SUPPLIED RECORDS
-=-=-=-=-

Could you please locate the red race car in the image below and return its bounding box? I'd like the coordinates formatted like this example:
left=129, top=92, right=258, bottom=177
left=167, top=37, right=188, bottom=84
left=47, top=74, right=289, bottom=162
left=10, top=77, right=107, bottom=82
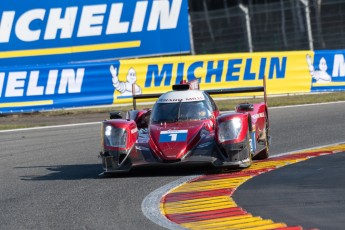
left=100, top=78, right=270, bottom=173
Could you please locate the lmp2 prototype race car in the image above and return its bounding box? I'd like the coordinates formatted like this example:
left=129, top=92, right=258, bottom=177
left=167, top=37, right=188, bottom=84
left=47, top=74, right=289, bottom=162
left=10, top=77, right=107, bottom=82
left=99, top=78, right=270, bottom=173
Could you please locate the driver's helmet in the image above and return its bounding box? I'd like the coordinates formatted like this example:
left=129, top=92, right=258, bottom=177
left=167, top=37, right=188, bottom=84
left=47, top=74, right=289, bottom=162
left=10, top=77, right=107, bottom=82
left=188, top=102, right=207, bottom=119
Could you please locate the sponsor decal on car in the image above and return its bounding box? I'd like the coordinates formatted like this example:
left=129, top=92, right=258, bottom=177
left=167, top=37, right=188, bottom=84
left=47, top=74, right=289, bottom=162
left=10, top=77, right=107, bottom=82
left=131, top=127, right=138, bottom=134
left=159, top=130, right=188, bottom=143
left=251, top=112, right=265, bottom=120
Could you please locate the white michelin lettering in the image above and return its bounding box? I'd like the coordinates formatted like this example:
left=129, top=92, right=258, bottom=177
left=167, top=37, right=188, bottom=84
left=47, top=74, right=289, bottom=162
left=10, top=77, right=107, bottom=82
left=0, top=68, right=85, bottom=98
left=15, top=9, right=45, bottom=42
left=1, top=0, right=182, bottom=43
left=0, top=11, right=15, bottom=43
left=0, top=73, right=4, bottom=96
left=45, top=70, right=58, bottom=95
left=27, top=71, right=44, bottom=96
left=148, top=0, right=182, bottom=30
left=6, top=72, right=26, bottom=97
left=44, top=7, right=78, bottom=40
left=332, top=54, right=345, bottom=77
left=0, top=0, right=182, bottom=43
left=77, top=5, right=106, bottom=37
left=58, top=68, right=85, bottom=94
left=131, top=1, right=148, bottom=32
left=106, top=3, right=129, bottom=35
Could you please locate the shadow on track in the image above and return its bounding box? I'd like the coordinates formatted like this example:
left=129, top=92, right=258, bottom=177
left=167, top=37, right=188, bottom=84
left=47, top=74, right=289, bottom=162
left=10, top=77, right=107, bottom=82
left=16, top=164, right=241, bottom=180
left=101, top=164, right=242, bottom=179
left=16, top=164, right=102, bottom=181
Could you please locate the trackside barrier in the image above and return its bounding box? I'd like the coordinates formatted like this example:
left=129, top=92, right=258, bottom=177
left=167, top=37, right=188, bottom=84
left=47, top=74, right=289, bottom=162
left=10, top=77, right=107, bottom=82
left=0, top=0, right=190, bottom=66
left=1, top=50, right=345, bottom=113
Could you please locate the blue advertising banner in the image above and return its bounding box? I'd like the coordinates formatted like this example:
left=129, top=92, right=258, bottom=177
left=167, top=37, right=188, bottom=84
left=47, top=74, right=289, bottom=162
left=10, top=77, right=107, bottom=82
left=0, top=0, right=190, bottom=66
left=309, top=50, right=345, bottom=92
left=0, top=62, right=116, bottom=113
left=3, top=49, right=345, bottom=114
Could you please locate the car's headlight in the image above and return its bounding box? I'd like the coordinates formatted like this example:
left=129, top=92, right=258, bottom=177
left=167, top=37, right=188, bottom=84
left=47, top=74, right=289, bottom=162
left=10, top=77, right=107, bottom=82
left=103, top=125, right=127, bottom=148
left=218, top=118, right=242, bottom=142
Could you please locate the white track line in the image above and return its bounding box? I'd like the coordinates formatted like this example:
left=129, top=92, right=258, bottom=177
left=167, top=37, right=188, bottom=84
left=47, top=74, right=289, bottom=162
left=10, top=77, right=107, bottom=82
left=141, top=175, right=198, bottom=230
left=269, top=100, right=345, bottom=110
left=2, top=100, right=345, bottom=134
left=270, top=141, right=345, bottom=158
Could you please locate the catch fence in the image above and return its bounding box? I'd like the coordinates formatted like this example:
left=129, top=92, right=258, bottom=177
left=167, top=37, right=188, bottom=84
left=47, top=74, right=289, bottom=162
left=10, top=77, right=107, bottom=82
left=189, top=0, right=345, bottom=54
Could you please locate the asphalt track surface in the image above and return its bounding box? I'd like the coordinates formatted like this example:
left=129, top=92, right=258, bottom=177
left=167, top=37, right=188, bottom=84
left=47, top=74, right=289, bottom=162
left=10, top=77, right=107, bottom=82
left=0, top=101, right=345, bottom=230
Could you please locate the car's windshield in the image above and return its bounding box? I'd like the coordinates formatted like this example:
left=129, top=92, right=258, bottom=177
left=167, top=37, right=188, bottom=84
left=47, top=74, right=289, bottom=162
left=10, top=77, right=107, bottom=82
left=151, top=101, right=212, bottom=123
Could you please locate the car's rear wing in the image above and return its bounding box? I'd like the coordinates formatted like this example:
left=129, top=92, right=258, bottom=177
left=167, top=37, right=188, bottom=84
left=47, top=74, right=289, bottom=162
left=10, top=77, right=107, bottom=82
left=131, top=79, right=200, bottom=109
left=132, top=92, right=163, bottom=110
left=205, top=75, right=268, bottom=106
left=131, top=76, right=268, bottom=110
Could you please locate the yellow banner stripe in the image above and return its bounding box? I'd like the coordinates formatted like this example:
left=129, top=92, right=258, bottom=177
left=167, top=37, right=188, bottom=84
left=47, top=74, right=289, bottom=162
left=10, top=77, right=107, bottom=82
left=312, top=82, right=345, bottom=87
left=0, top=100, right=53, bottom=108
left=0, top=41, right=141, bottom=58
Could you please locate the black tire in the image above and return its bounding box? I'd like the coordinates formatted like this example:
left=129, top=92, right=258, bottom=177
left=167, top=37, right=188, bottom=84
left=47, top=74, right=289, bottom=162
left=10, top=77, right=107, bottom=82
left=253, top=112, right=269, bottom=160
left=241, top=128, right=253, bottom=168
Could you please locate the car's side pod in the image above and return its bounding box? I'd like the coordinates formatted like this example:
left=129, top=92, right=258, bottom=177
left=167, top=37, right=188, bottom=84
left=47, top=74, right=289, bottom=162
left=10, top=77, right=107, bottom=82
left=100, top=119, right=138, bottom=172
left=215, top=113, right=252, bottom=164
left=216, top=113, right=251, bottom=145
left=101, top=119, right=138, bottom=150
left=109, top=110, right=151, bottom=128
left=109, top=110, right=143, bottom=120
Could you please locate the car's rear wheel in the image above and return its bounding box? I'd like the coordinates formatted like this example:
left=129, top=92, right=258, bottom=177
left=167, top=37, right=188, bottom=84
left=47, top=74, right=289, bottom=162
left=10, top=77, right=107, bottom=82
left=240, top=128, right=252, bottom=168
left=253, top=112, right=269, bottom=160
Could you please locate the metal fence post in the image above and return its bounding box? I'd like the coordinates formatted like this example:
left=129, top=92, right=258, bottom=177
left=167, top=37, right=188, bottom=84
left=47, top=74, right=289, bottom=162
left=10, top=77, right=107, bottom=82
left=203, top=0, right=215, bottom=42
left=300, top=0, right=314, bottom=50
left=188, top=12, right=196, bottom=55
left=239, top=4, right=253, bottom=52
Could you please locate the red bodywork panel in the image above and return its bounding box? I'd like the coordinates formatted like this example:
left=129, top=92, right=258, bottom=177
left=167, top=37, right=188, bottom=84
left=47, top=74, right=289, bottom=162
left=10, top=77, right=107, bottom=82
left=236, top=102, right=268, bottom=142
left=103, top=119, right=138, bottom=151
left=215, top=113, right=250, bottom=145
left=149, top=120, right=214, bottom=161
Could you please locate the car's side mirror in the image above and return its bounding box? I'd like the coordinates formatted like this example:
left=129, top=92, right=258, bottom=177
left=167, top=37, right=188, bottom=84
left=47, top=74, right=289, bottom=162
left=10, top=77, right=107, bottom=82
left=109, top=111, right=123, bottom=119
left=237, top=103, right=254, bottom=111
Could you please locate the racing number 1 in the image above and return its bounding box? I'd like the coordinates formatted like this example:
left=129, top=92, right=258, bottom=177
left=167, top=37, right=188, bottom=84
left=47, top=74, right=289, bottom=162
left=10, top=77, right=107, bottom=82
left=169, top=134, right=177, bottom=141
left=159, top=130, right=187, bottom=143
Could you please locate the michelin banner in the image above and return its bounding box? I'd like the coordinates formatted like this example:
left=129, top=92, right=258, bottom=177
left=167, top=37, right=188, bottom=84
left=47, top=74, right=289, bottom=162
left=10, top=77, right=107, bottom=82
left=1, top=50, right=345, bottom=113
left=114, top=50, right=345, bottom=102
left=0, top=62, right=115, bottom=113
left=114, top=51, right=312, bottom=102
left=0, top=0, right=190, bottom=66
left=309, top=50, right=345, bottom=92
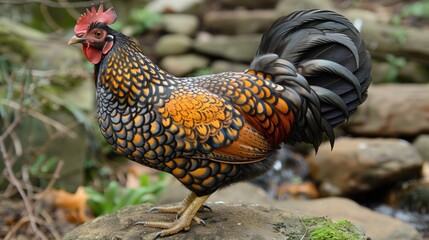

-=-=-=-=-

Tally the lines of the records above that contain the word "rear". Give only the total.

REPLY TO THE EXERCISE
2